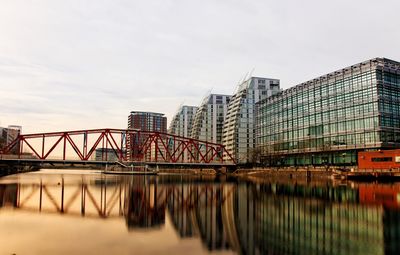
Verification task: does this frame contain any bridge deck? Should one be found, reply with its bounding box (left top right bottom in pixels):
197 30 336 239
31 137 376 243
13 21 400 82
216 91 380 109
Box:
0 159 235 168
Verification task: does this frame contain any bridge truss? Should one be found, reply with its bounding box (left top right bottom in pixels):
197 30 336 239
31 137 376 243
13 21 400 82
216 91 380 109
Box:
0 129 235 164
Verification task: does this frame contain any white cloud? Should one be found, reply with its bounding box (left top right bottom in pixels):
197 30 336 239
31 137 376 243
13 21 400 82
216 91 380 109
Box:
0 0 400 132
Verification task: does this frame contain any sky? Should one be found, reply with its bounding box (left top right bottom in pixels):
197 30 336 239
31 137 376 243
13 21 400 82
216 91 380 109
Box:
0 0 400 134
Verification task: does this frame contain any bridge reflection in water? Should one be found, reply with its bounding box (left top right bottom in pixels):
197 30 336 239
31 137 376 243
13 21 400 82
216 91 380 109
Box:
0 171 400 254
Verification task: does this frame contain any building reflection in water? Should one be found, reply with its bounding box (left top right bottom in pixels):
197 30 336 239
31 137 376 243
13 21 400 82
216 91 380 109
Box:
0 172 400 254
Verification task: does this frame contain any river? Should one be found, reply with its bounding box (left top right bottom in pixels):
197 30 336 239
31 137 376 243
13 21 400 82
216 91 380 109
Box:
0 169 400 255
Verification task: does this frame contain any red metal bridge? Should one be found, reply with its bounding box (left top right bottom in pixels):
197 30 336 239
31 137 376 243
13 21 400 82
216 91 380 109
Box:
0 128 235 166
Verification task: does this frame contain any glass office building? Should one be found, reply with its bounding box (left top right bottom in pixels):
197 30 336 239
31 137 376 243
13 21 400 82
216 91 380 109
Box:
256 58 400 166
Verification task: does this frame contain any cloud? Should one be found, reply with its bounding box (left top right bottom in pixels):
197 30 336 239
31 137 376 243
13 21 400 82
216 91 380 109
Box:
0 0 400 133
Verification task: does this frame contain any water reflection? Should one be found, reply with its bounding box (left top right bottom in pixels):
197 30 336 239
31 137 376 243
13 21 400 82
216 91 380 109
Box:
0 170 400 254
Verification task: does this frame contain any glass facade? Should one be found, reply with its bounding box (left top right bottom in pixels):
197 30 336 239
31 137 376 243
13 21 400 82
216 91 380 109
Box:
191 94 231 144
222 77 280 163
168 105 198 137
256 58 400 166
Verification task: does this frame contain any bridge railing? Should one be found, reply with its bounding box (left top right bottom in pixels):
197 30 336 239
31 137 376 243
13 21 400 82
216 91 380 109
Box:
0 129 235 164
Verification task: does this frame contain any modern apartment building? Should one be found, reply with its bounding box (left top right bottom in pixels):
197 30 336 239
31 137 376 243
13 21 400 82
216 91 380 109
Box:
126 111 167 160
128 111 167 133
257 58 400 166
222 77 280 163
191 94 231 143
168 105 198 137
0 125 22 153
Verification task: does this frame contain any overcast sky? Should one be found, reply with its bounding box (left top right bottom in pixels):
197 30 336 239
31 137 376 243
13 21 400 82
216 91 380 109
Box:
0 0 400 133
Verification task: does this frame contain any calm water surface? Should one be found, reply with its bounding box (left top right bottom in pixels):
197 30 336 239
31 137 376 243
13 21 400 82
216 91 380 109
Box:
0 170 400 255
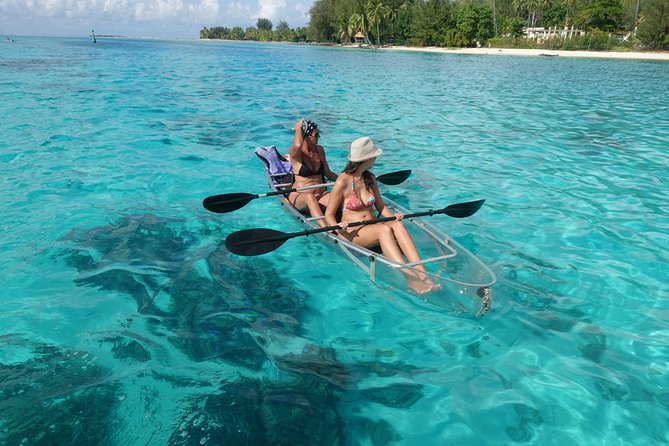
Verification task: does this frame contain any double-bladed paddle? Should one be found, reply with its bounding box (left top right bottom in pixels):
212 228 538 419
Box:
225 200 485 256
202 170 411 214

──────────────────────────────

Rewrite the whole listing above with each "frame" replaced by "image" and everything else unchanged. Leave the pictures out.

Verification task: does this image contain any bridge deck? Should one be found, reply with its bounding box (left top right bottom in pixels):
197 30 336 239
31 137 376 243
13 21 400 82
216 91 380 109
Box:
0 159 235 168
Verification task: does this image contain any bridge truss? Should one be found, reply with its bounding box (left top right bottom in pixels):
197 30 336 239
31 137 376 243
13 21 400 82
216 91 380 109
Box:
0 129 235 164
Verification task: does this image contain any white cloud? Should one be found, reply with its bounding box (left top right bottom in pixels):
197 30 336 239
31 137 376 243
13 21 400 82
216 91 380 109
Box:
0 0 400 132
Verification task: does this image contain any sky? Should one be found, reply with its bounding box (left top right bottom in pixels):
197 30 336 239
31 137 376 243
13 21 400 82
216 91 380 109
Box:
0 0 400 134
Verification task: does this image contain any bridge reflection in water? Should one be found, reply with its bounding box (left top right bottom in pixels):
197 30 336 239
31 137 376 243
13 21 400 82
216 91 380 109
Box:
0 171 400 254
Verification task: does this image contain any building reflection in water? Should one be found, reply with its bounding box (left top right bottom in pixels):
197 30 336 239
31 137 376 243
13 21 400 82
216 91 380 109
Box:
0 172 400 254
Verification task: does this image contain any river? Should one be found, reply with its bounding box (left top right bottom in pixels):
197 30 336 239
31 137 376 243
13 21 400 82
216 91 380 109
Box:
0 169 400 255
Verification task: does this image contain any red metal bridge? Should one be found, reply with its bounding box (left top right bottom in pixels):
197 30 336 239
31 137 376 243
13 21 400 82
216 91 380 109
Box:
0 128 235 166
Verification task: does this image contain any glass office building? Should one be found, reply with its bounding box (left top right bottom in pixels):
197 30 336 239
31 137 376 243
13 21 400 82
216 91 380 109
Box:
256 58 400 166
Verification task: does this image contain any cloud? Should one be found, reply with its bounding box (left top right bottom in pixels):
197 30 336 239
31 137 376 243
13 21 400 82
216 91 380 109
Box:
0 0 400 133
Verification task: does this image contain any water reflection? Should one be found, reply with its bounding box (left top right bottom in pixels):
197 30 336 239
31 137 376 243
13 21 400 82
216 91 380 109
Box:
0 170 400 254
Verification task: does this image contain any glass facade? Should one be found, reply with its bounding box (left top right bottom in pixels):
197 30 336 239
31 137 376 243
13 21 400 82
216 91 380 109
Box:
191 94 231 144
222 77 280 163
168 105 198 137
256 58 400 166
Verification task: does this image contain any bridge railing? Should one be found, reply with its bounding box (left top right bottom in pixels):
197 30 336 239
31 137 376 243
13 21 400 82
216 91 380 109
Box:
0 129 235 164
Verification task: does this image contain any modern apartment building? Should one be found, reply with its bounding box (left top right bottom in pixels):
197 30 336 239
31 137 376 243
13 21 400 82
216 91 380 109
Box:
126 111 167 160
128 111 167 133
257 58 400 166
222 77 280 163
191 94 231 143
168 105 198 137
0 125 22 153
Verification task: does this image contain any overcast sky? Should one be found, reply with its bounding box (left top right bottom in pixels):
197 30 336 239
31 137 376 243
13 21 400 82
216 91 380 109
Box:
0 0 400 133
Verification task: does this image contain any calm water surface? Should one be found, reply with its bounding box (left top right bottom in pixels):
197 30 336 239
31 137 376 243
13 21 400 82
216 91 380 109
Box:
0 170 400 255
Verification task: does this image contain any double-bladed paddle? Should one be found, reply with its bounding box (left top right bottom in pixels):
212 228 538 419
Box:
225 200 485 256
202 170 411 214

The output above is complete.